▶ Brief
Tally the lines in the data that follows that include the word "logo", and report nothing but the total.

[Information given — start]

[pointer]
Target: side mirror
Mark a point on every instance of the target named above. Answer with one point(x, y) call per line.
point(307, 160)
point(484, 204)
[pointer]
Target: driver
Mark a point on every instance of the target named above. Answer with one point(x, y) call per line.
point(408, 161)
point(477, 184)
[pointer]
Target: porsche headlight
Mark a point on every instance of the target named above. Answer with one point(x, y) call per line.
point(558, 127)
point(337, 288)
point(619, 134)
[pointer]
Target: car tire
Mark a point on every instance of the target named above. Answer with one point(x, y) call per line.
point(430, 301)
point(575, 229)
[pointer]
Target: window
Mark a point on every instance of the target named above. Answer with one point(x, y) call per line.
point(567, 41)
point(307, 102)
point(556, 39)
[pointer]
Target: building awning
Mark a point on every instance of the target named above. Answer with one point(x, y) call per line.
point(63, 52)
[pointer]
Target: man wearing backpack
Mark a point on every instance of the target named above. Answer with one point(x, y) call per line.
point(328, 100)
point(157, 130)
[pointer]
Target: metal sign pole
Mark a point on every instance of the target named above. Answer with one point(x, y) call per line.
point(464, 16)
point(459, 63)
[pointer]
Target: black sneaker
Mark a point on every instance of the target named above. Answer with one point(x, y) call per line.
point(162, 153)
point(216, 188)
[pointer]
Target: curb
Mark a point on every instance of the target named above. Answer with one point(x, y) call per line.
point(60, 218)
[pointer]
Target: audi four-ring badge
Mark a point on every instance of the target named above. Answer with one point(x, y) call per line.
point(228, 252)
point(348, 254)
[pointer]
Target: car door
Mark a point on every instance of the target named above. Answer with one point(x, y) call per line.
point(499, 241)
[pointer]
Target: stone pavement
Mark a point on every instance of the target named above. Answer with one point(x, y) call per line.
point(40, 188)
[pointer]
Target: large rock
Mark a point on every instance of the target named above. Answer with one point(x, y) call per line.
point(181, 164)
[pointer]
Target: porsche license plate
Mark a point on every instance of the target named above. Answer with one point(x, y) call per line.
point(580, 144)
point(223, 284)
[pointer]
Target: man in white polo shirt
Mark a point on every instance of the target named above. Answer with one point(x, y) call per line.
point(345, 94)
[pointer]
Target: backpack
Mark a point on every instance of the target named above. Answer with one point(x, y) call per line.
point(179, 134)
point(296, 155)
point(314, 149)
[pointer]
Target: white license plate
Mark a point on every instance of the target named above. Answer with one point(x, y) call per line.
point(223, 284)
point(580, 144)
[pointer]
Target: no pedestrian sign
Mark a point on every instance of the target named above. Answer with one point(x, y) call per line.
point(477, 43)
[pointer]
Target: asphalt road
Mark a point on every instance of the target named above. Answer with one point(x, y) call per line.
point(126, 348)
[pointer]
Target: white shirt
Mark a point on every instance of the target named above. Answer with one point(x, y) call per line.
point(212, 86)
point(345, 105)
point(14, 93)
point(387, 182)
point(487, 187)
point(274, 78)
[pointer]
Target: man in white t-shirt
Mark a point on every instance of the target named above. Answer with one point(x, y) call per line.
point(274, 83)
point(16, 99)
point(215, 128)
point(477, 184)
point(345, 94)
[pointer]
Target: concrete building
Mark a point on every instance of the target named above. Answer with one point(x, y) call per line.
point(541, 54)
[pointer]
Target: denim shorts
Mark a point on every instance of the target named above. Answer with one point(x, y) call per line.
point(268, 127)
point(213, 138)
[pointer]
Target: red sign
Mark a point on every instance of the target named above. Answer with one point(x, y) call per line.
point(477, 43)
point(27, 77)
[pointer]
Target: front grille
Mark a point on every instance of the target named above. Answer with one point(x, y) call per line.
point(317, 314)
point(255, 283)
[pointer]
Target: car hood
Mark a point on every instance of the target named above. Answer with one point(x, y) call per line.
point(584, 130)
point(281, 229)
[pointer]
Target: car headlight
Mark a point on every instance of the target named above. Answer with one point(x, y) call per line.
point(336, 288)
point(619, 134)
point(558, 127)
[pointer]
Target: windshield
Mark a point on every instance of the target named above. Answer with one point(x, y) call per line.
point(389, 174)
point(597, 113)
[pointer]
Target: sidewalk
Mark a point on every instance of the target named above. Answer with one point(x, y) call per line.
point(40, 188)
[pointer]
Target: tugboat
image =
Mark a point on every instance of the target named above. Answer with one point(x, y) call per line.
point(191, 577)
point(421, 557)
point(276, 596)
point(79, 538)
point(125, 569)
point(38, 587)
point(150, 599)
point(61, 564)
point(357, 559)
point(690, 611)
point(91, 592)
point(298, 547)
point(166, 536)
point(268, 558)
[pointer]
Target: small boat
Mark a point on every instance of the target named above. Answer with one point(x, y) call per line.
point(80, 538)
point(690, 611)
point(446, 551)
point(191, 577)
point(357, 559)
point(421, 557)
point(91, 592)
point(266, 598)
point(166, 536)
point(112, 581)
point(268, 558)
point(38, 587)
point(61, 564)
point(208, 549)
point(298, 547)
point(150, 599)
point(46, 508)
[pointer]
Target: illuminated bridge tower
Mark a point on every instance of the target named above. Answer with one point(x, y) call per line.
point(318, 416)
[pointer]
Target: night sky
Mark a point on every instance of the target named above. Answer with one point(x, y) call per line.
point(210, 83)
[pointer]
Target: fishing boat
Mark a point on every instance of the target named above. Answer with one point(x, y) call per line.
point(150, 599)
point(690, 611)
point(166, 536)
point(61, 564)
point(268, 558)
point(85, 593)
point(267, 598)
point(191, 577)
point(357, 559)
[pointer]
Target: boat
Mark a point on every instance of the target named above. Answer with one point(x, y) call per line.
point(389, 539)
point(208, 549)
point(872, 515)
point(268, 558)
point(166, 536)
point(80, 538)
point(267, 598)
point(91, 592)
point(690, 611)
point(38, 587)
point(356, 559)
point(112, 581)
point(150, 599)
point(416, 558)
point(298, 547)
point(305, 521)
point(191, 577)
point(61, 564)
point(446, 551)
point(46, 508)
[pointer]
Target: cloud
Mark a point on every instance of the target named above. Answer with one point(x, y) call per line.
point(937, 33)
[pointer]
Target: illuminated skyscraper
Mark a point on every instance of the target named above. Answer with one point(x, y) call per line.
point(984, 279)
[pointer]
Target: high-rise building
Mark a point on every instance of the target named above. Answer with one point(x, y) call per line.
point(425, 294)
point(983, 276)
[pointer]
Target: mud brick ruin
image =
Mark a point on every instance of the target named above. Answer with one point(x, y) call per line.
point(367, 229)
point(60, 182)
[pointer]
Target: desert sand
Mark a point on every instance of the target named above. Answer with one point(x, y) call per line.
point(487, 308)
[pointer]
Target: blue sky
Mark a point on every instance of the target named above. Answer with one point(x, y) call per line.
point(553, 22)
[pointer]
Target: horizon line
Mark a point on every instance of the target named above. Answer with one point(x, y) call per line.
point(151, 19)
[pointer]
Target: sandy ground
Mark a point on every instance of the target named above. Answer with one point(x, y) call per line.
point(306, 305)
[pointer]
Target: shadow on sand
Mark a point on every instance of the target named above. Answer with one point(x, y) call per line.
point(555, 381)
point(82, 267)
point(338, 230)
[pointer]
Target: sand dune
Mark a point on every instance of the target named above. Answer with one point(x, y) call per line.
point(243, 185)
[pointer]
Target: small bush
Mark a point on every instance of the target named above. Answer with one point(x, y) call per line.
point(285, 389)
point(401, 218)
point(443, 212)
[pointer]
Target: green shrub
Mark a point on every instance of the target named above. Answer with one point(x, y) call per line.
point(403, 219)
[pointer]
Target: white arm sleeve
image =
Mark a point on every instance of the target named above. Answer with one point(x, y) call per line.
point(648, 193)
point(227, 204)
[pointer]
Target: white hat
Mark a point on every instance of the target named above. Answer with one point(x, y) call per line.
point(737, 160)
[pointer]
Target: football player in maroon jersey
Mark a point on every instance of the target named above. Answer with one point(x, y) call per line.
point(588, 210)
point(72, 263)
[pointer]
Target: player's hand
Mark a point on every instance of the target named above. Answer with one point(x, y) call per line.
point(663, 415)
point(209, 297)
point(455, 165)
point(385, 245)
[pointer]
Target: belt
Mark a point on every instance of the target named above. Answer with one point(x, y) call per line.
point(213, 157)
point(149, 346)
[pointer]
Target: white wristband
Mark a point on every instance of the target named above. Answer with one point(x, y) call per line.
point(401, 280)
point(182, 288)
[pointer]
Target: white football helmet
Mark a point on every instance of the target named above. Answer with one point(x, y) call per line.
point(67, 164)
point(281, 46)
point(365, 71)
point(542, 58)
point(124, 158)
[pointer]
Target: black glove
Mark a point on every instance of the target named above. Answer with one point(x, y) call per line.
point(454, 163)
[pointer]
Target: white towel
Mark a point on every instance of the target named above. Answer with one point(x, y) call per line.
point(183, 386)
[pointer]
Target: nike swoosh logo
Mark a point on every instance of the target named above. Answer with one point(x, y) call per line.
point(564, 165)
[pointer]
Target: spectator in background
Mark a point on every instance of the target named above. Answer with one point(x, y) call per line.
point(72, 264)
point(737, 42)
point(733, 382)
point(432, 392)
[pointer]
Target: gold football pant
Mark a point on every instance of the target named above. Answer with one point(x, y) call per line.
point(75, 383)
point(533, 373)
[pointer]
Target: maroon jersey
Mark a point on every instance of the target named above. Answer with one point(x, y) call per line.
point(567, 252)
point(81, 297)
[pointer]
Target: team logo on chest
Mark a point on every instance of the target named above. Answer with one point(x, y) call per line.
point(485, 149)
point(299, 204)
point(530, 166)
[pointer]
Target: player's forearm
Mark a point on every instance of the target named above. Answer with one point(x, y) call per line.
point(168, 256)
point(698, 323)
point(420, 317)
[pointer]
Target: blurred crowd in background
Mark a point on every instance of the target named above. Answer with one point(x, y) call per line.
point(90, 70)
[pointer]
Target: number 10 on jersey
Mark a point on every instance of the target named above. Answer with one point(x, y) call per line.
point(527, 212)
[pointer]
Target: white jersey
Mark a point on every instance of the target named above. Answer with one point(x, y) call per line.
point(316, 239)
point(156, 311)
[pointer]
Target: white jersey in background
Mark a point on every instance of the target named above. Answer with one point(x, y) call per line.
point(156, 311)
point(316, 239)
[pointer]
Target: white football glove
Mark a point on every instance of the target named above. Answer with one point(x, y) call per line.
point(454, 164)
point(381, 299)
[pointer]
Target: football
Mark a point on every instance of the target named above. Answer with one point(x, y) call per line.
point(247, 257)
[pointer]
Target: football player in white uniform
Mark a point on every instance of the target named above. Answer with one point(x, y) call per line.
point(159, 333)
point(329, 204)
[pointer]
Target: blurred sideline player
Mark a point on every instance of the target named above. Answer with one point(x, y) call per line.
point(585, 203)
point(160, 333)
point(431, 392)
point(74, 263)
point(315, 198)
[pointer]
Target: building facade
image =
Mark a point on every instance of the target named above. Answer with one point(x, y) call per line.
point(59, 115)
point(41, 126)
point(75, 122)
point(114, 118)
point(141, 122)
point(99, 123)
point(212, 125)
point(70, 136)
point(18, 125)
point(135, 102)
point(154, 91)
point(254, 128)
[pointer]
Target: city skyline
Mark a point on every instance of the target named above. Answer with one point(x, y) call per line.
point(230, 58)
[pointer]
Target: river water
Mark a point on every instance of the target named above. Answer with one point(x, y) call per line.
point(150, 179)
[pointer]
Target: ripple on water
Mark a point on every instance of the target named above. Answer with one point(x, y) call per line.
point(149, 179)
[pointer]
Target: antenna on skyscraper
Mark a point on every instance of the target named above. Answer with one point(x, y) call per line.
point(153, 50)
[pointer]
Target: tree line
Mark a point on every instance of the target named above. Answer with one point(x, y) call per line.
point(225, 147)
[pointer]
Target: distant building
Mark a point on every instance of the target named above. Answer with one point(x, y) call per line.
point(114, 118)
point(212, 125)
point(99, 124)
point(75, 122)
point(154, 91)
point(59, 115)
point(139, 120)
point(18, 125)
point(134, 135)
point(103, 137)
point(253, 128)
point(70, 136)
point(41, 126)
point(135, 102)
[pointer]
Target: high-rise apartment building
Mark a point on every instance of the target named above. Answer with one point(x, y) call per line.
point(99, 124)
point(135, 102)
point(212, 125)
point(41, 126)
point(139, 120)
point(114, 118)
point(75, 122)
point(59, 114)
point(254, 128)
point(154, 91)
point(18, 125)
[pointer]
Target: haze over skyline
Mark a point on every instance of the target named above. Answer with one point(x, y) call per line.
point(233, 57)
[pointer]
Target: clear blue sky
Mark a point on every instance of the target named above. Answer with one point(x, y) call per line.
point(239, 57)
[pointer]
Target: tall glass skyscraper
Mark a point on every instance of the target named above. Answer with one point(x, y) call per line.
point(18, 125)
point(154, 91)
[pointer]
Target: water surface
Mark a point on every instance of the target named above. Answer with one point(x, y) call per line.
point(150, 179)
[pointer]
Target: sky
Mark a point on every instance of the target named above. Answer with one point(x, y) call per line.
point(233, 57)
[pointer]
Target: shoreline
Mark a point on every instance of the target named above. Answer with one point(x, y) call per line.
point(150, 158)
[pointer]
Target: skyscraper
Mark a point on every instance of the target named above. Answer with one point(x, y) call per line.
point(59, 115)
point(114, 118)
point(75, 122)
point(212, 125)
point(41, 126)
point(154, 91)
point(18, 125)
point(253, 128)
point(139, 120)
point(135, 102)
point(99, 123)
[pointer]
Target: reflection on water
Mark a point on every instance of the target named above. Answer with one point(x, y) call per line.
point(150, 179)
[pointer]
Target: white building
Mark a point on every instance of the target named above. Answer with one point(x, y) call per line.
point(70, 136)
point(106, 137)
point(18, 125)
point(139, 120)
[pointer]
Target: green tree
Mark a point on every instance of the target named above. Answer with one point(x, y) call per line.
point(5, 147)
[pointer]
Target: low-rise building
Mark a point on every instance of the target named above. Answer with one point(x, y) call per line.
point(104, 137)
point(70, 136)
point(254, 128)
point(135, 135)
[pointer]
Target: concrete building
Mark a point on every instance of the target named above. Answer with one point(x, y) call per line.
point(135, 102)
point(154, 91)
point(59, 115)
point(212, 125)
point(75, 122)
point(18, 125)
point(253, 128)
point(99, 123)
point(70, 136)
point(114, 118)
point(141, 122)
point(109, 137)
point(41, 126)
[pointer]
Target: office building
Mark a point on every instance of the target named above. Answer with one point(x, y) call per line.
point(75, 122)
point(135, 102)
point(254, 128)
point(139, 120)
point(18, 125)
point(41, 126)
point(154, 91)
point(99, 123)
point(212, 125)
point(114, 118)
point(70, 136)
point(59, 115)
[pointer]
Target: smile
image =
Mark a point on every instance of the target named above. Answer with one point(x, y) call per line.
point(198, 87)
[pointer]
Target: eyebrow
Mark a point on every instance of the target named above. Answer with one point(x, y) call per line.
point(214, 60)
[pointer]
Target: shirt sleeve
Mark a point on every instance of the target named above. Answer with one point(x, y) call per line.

[Information given — finish]

▶ Output
2